### MATERIAL PROVIDED
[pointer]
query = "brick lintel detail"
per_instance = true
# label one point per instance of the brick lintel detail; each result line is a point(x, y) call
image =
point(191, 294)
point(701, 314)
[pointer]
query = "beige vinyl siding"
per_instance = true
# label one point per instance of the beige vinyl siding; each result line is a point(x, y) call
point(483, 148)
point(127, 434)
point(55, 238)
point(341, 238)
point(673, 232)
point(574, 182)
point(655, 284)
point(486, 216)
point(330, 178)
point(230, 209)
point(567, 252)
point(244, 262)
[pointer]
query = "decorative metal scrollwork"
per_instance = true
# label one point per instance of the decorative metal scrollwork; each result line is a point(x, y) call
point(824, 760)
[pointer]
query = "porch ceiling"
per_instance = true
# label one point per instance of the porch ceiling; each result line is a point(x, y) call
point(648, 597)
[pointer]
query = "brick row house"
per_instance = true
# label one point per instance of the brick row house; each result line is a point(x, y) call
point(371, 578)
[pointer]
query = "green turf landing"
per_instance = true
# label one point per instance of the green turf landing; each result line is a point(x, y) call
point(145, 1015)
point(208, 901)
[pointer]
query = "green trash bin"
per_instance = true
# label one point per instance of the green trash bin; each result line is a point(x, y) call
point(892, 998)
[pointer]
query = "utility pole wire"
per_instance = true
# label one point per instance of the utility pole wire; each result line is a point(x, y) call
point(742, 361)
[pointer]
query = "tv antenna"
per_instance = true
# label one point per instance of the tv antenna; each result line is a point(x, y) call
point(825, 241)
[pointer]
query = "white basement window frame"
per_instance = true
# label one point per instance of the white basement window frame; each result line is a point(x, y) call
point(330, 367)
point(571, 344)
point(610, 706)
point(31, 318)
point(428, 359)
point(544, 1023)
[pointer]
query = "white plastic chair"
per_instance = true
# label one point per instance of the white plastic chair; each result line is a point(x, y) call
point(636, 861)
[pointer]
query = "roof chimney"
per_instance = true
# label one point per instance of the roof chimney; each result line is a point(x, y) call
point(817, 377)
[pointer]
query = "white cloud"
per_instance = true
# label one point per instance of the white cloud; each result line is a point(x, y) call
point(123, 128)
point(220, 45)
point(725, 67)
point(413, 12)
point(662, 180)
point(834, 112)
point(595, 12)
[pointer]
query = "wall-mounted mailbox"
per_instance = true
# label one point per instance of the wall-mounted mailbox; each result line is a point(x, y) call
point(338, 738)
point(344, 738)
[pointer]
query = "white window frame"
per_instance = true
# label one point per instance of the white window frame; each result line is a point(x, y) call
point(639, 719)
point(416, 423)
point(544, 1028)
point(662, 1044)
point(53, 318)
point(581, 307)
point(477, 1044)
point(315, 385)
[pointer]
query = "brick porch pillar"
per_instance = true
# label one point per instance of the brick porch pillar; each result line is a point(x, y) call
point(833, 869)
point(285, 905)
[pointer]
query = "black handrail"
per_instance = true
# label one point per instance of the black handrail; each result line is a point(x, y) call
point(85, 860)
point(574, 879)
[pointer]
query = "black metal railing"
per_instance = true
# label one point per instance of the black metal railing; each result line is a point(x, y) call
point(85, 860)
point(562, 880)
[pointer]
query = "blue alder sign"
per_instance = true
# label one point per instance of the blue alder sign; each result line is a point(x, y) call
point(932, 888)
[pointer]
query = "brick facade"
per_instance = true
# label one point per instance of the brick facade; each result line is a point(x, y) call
######
■ **WHAT YOU NEED TO DO**: Please quote the data above in full, with no line missing.

■ **OUTPUT FOR THIS TASK**:
[pointer]
query = "brick lintel detail"
per_instance = true
# label one point per instance of the brick lintel detail; each result line is a point(x, y) call
image =
point(191, 294)
point(701, 314)
[pointer]
query = "beige vinyl siding"
per_instance = true
# label one point per instance of the beige vinyl siding; each result line is a point(x, y) call
point(483, 148)
point(127, 434)
point(55, 238)
point(341, 238)
point(673, 232)
point(574, 182)
point(655, 284)
point(486, 216)
point(330, 178)
point(230, 209)
point(567, 252)
point(244, 262)
[pointer]
query = "decorative metal scrollwork"
per_instance = true
# label one point per instance of the decorative metal scrollwork; each result line is a point(x, y) call
point(824, 760)
[pointer]
query = "porch ceiling"
per_instance = true
# label one point per instance of the porch ceiling; each result line is a point(x, y) call
point(648, 597)
[pointer]
query = "brick row house"
per_instance = true
# label one point per instance of the brick row house; each result line is a point(x, y) call
point(371, 578)
[pointer]
query = "green turf landing"
per_instance = true
# label one point per instance of the green turf landing; each result line is a point(x, y) call
point(145, 1015)
point(208, 901)
[pointer]
query = "green trash bin"
per_instance = true
# label one point per instance of the green trash bin; each result line is a point(x, y) call
point(892, 998)
[pointer]
query = "utility pole wire"
per_instance = true
# label one point per instance of the utility pole wire; each result line is a point(x, y) call
point(742, 361)
[pointer]
query = "tv antenna"
per_instance = true
# label one point per instance of the tv antenna; each result line is a point(x, y) call
point(825, 241)
[pointer]
query = "white basement window frame"
per_instance = true
# label one point per instance of the white basement window frame; each result line is a point(x, y) call
point(330, 367)
point(571, 344)
point(610, 706)
point(31, 318)
point(428, 359)
point(544, 1023)
[pointer]
query = "white plastic chair"
per_instance = true
# label one point per instance of the white plastic chair; each result line is a point(x, y) call
point(636, 861)
[pointer]
query = "roof chimney"
per_instance = true
# label one point per instance of the roof chimney; each result line is a point(x, y) call
point(817, 377)
[pointer]
query = "white cloud"
per_instance = true
# label one point per instance of the white cloud; each result line is a point(x, y) call
point(123, 128)
point(220, 45)
point(725, 67)
point(413, 12)
point(662, 180)
point(834, 112)
point(595, 12)
[pointer]
query = "wall-mounted mailbox"
per_instance = true
# label one point per instance of the wall-mounted mailbox; each result line is a point(x, y) call
point(338, 738)
point(344, 738)
[pointer]
query = "white window frame"
per_instance = true
# label one point per instance of the white window frame; each result line is a point(x, y) call
point(639, 719)
point(416, 423)
point(544, 1028)
point(662, 1044)
point(53, 318)
point(581, 307)
point(477, 1044)
point(315, 385)
[pointer]
query = "brick porch pillar"
per_instance = true
# label one point per instance of the brick porch pillar; each result line is a point(x, y) call
point(833, 869)
point(285, 905)
[pointer]
query = "black handrail"
per_instance = true
# label one point per instance of the black handrail; each result line is a point(x, y) call
point(85, 860)
point(574, 879)
[pointer]
query = "black metal railing"
per_instance = true
# label one point per instance of the black metal railing; each result line is a point(x, y) call
point(85, 860)
point(562, 880)
[pointer]
query = "blue alder sign"
per_instance = true
# label one point per instance of the blue alder sign; each result line is a point(x, y) call
point(932, 888)
[pointer]
query = "brick facade"
per_instance = true
# label one point per instance of the brick facade; each result line is a point(x, y) call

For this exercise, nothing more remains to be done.